▶ [Exercise details] Copy out the lines below word for word, keeping every one of them in its original order.

[Saved records]
START
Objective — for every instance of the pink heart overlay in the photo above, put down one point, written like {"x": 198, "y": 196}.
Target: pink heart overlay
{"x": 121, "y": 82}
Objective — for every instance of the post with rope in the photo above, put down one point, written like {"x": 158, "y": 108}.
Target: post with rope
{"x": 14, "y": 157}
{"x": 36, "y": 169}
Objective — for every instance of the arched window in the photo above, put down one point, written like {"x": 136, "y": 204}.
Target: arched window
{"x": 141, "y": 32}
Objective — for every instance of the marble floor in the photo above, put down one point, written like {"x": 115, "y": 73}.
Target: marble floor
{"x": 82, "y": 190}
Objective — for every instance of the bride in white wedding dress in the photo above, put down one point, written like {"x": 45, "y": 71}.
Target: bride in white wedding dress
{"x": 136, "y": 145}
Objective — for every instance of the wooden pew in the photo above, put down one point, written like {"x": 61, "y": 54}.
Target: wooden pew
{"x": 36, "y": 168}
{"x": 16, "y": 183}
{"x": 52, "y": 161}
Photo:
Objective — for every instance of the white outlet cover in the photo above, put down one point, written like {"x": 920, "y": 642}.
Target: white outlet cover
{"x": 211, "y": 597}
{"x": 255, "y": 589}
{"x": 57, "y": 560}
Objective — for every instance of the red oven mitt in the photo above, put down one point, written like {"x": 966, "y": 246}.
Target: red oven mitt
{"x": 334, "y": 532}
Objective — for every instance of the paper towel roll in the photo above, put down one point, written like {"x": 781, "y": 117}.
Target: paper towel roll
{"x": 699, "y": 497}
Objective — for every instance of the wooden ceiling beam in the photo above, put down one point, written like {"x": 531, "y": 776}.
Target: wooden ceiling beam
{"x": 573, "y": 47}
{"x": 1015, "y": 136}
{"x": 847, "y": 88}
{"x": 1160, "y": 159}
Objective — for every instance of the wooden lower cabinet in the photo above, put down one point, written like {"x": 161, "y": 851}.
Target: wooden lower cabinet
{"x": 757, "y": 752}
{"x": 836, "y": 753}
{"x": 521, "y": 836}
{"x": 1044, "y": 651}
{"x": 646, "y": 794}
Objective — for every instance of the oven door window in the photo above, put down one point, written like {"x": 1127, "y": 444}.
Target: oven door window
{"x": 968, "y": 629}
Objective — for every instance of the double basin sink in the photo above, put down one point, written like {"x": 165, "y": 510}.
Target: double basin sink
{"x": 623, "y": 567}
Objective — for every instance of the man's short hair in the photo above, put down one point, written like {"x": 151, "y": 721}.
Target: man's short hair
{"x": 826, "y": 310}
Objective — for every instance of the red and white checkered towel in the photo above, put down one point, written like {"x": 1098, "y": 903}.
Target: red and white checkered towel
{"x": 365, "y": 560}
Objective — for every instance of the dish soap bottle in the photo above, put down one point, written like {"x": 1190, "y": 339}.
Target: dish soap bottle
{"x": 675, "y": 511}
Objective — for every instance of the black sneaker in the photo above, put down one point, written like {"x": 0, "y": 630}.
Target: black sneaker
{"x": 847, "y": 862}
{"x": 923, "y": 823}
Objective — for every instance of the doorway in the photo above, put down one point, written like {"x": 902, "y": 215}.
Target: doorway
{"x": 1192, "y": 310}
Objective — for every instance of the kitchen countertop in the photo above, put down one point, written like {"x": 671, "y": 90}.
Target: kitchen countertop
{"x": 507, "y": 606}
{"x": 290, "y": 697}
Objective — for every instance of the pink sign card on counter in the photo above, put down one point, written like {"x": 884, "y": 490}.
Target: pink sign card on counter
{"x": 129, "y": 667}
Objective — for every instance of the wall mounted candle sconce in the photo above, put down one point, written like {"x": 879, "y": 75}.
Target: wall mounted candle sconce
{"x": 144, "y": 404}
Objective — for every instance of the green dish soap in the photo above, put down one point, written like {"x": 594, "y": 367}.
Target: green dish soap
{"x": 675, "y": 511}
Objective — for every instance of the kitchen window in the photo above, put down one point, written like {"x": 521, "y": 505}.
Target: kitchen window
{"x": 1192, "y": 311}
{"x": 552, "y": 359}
END
▶ [Exercise output]
Objective — for every instance of the pink heart overlay in the photo above, put down one point, written like {"x": 198, "y": 196}.
Target: pink heart overlay
{"x": 121, "y": 82}
Objective — for every instance of the post with rope in the photo above, put down one point, written like {"x": 158, "y": 108}.
Target: post with rope
{"x": 14, "y": 157}
{"x": 36, "y": 169}
Objective — for every instance of the arched window in the photo above, put down one point, written like {"x": 136, "y": 204}.
Target: arched window
{"x": 141, "y": 32}
Objective — for every instance of the marble floor in the photo above, put down one point, written like {"x": 115, "y": 73}.
Target: marble floor
{"x": 82, "y": 190}
Objective — for every instance of the bride in white wedding dress in the photo above, put down one point, written like {"x": 45, "y": 71}.
Target: bride in white wedding dress
{"x": 136, "y": 145}
Objective — for every instance of the wooden pew in the photo above, put down one point, written like {"x": 61, "y": 54}.
Target: wooden pew
{"x": 36, "y": 168}
{"x": 16, "y": 183}
{"x": 52, "y": 161}
Photo:
Objective — for every instance of the white outlet cover in the photo above, put down one point, written like {"x": 920, "y": 642}.
Target: white outlet cover
{"x": 211, "y": 597}
{"x": 255, "y": 589}
{"x": 57, "y": 560}
Objective — for every instance of the red oven mitt in the photo above, put down one point, written like {"x": 966, "y": 246}.
Target: red oven mitt
{"x": 334, "y": 532}
Objective — for every instance of the paper towel roll in the photo above, put down one point, written like {"x": 781, "y": 117}.
Target: paper towel roll
{"x": 699, "y": 497}
Objective — for every instance of the wooden ceiling beam in the photo above, put down one point, written like {"x": 531, "y": 776}.
Target: wooden ceiling beam
{"x": 573, "y": 47}
{"x": 1015, "y": 136}
{"x": 847, "y": 88}
{"x": 1160, "y": 159}
Objective — for every instance of the wooden lower cabinet in the photo above, put down one point, written like {"x": 161, "y": 851}.
Target: wooden lower cabinet
{"x": 757, "y": 752}
{"x": 836, "y": 753}
{"x": 521, "y": 836}
{"x": 1044, "y": 651}
{"x": 646, "y": 794}
Objective — for every instance of the oven door window in the photo above, put down one point, written like {"x": 1127, "y": 444}.
Target: oven door window
{"x": 968, "y": 629}
Objective — for every instance of the double basin sink in the photo above, put down one point, written like {"x": 165, "y": 510}.
Target: double basin sink
{"x": 623, "y": 567}
Objective — for every instance of the man's short hair in the photo above, put down one point, written like {"x": 151, "y": 721}.
Target: man's short hair
{"x": 826, "y": 310}
Objective — for every instance of the red and white checkered towel in the photo above, put down one point, written like {"x": 1098, "y": 903}.
Target: red and white checkered towel
{"x": 365, "y": 560}
Objective — for every instance of the dish soap bottle in the photo above, put down one point, written like {"x": 1190, "y": 339}.
Target: dish soap bottle
{"x": 675, "y": 511}
Objective — for every instance of the black sneaker in the photo above, put down one point, written like {"x": 0, "y": 630}.
Target: black sneaker
{"x": 847, "y": 862}
{"x": 923, "y": 823}
Objective — for every instance of the doorway in the photo above, put down one point, written like {"x": 902, "y": 215}.
Target: doorway
{"x": 1192, "y": 310}
Objective — for every instance of the kitchen countertop in the photo above, put down one point, written like {"x": 671, "y": 90}.
Target: kitchen countertop
{"x": 507, "y": 606}
{"x": 290, "y": 697}
Objective — for every instance of the pink sign card on counter in the photo above, put down one point, written like {"x": 884, "y": 490}.
Target: pink sign card on counter
{"x": 129, "y": 667}
Objective — for every instance of the wall mounted candle sconce in the photo above, put down one point, written like {"x": 879, "y": 75}.
Target: wall mounted candle sconce
{"x": 144, "y": 404}
Objective — for every instance of the green dish soap in the photo above, put down one point, written like {"x": 594, "y": 367}.
Target: green dish soap
{"x": 675, "y": 511}
Objective — for every instance of the kitchen window in the photo above, put down one point, written like {"x": 521, "y": 505}.
Target: kitchen window
{"x": 1192, "y": 311}
{"x": 552, "y": 359}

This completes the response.